[Saved data entries]

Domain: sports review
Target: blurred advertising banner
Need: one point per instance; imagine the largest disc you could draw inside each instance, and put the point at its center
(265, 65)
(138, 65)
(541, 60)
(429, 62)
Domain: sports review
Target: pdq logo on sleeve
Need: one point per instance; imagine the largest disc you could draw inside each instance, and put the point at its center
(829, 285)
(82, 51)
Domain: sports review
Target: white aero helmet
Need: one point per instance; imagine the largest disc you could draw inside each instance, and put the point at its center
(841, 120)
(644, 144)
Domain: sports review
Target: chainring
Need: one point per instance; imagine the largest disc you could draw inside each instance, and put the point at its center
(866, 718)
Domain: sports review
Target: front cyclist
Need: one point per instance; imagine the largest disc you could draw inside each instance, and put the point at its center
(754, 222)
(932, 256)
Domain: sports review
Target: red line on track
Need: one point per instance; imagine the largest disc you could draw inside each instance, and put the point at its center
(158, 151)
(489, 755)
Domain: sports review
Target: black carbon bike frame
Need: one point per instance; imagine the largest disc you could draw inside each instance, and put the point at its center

(What to do)
Exactly the lines from the one containing "Target: red line on track" to the last line of the entries above must be duplicated, with both of those lines included and nothing more.

(Answer box)
Target: red line on track
Need: one point per instance; imagine the largest disc you could draw inside each instance, and put the point at its center
(158, 151)
(489, 755)
Domain: sports review
Target: black carbon bike frame
Need: one point per instance; imagine the largest disc you could draw inside each instance, and put the point at its center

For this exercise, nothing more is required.